Do this:
Copy out the rows below, from the one containing "Indicate the stacked" through the last row with both ends included. Keep every line in full, but shift each answer coordinate up by 105.

Provided entries:
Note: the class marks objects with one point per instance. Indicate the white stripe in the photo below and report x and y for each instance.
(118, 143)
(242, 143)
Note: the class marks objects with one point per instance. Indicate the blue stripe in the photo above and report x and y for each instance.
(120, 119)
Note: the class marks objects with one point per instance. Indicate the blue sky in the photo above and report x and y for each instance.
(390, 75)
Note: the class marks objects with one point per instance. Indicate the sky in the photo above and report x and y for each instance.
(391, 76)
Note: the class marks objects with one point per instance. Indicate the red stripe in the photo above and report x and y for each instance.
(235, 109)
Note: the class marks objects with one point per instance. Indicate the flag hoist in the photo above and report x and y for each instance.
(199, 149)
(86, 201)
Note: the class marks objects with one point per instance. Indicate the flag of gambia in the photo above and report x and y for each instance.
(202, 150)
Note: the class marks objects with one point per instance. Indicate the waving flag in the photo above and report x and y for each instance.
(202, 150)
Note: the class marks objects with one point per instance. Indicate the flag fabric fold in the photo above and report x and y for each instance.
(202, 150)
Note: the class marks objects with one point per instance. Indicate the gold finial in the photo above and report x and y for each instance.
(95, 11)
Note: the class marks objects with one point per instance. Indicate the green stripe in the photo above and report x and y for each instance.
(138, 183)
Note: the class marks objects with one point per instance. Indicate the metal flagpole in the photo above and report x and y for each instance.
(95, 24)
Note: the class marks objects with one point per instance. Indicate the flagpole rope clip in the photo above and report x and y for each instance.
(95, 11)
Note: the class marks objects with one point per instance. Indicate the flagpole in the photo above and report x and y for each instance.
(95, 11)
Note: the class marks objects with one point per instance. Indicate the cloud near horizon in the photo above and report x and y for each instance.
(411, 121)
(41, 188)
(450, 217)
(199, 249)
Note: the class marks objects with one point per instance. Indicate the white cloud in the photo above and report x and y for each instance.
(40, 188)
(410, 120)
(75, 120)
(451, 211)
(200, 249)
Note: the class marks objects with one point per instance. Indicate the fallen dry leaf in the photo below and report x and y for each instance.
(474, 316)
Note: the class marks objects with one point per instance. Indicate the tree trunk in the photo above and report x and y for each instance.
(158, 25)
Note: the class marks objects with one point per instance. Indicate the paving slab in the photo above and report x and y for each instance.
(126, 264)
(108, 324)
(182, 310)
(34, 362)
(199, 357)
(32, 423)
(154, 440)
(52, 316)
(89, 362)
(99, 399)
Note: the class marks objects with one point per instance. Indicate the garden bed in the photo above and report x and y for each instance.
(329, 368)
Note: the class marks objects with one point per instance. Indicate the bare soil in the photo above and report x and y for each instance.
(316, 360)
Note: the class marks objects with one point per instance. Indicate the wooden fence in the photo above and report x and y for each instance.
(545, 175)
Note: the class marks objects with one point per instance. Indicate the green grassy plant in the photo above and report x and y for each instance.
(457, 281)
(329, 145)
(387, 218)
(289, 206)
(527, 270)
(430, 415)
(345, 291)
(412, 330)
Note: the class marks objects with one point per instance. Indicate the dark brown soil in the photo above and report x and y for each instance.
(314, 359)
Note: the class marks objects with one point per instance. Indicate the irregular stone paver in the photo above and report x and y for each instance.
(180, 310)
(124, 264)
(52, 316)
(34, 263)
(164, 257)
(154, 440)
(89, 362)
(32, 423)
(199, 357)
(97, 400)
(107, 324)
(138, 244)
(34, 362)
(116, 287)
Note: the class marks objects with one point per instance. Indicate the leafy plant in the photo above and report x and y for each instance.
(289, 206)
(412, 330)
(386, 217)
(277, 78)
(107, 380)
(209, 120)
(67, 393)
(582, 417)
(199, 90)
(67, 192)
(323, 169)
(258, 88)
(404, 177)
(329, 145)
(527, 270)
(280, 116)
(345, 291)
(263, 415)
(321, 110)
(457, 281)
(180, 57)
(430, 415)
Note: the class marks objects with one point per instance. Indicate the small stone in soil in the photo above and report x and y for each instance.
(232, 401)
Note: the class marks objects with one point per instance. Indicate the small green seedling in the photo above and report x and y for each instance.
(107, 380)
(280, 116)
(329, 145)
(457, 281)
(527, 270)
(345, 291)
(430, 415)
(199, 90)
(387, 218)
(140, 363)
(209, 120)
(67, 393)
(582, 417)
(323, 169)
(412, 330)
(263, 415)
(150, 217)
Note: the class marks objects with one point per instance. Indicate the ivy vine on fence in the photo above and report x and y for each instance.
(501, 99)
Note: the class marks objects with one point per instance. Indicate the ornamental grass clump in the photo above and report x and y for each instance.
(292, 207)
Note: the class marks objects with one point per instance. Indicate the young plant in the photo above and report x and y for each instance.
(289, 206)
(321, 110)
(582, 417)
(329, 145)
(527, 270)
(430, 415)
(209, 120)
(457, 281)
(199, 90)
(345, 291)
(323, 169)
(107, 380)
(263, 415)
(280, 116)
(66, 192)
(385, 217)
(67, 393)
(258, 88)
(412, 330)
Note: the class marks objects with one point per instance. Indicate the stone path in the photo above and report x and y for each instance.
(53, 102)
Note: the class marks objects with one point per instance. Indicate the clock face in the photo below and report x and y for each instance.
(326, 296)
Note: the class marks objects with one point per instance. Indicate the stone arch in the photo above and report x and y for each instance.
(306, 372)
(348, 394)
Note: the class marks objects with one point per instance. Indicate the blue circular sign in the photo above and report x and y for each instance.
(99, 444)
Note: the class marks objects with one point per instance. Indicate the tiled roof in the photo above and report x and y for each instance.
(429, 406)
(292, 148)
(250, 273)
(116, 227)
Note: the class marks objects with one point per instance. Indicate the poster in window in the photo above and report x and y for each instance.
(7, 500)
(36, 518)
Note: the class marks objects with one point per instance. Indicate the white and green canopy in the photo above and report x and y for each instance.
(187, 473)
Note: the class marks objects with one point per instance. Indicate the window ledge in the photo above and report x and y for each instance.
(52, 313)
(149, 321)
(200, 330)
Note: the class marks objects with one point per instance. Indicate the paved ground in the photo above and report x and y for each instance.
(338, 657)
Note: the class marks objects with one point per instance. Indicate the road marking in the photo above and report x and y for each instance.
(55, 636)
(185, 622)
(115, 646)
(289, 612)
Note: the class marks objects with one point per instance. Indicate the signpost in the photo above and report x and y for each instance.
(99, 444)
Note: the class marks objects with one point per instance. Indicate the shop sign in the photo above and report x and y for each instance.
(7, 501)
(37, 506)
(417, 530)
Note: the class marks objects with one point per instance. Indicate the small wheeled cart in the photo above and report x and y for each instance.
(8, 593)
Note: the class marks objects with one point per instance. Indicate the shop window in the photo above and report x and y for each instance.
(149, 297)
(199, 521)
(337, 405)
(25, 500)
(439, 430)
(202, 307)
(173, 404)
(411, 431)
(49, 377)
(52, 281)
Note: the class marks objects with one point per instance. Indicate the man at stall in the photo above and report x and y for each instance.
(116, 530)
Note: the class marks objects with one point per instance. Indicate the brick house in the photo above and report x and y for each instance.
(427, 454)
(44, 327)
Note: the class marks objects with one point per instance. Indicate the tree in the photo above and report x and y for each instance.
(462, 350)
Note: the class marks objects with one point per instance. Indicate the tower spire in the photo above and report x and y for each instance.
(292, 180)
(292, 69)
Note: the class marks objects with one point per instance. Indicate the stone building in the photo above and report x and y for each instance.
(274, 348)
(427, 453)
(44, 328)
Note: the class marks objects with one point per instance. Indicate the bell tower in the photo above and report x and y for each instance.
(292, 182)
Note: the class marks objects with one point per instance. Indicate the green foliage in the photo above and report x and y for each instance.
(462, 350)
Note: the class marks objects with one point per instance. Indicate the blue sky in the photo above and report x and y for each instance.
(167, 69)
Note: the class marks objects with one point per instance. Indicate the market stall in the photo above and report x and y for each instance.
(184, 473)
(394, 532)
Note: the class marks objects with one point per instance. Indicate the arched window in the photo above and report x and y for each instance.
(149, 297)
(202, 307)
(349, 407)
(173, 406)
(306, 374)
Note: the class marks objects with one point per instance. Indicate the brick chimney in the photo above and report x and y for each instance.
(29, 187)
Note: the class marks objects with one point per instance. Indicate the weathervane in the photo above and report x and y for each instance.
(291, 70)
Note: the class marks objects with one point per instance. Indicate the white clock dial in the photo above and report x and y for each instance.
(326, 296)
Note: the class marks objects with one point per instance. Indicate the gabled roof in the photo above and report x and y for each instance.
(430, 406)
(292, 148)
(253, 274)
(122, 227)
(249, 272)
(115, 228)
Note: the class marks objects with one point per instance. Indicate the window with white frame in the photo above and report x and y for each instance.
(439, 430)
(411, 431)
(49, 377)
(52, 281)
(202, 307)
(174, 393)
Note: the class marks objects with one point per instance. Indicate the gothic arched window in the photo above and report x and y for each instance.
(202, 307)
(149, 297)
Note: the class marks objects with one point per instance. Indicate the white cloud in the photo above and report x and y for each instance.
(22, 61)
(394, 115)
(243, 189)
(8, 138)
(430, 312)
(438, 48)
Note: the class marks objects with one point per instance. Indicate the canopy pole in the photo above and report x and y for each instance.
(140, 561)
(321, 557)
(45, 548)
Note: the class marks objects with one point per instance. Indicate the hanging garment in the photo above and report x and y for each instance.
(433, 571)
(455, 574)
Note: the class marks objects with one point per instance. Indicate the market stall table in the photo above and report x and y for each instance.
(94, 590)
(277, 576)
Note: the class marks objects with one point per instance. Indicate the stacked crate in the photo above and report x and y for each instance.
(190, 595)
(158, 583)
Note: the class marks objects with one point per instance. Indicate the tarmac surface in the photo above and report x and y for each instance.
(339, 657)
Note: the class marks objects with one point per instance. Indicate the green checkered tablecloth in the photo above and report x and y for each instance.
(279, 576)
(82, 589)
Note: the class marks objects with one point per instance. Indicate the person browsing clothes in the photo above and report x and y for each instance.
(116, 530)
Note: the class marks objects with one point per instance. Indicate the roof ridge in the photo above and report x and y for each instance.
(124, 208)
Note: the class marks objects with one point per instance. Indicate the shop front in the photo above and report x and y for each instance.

Answer to this task:
Note: the class marks objects with one point per instance. Indicate the stacked crate in the photo above and report x and y for each instance.
(295, 700)
(263, 688)
Note: the class marks objects with one point per instance. Indicate the tarmac surface in the photo above and report x and y for each instance.
(444, 762)
Note: the class marks objects with one point per instance. Indicate the green checkered tablecloth in the photo above and report x and y for each instance.
(384, 681)
(187, 694)
Note: the class marks objects with one point per instance. Indicate the person browsing clothes in the photo above and report x and y for each instance.
(221, 635)
Note: the class marks objects with one point per instance. Indicate the roof ridge in the photo above and report x and y for each instance.
(229, 313)
Note: the class marks objects with one point per instance. Indicate the shop front in the photo above and report x and y for each instance.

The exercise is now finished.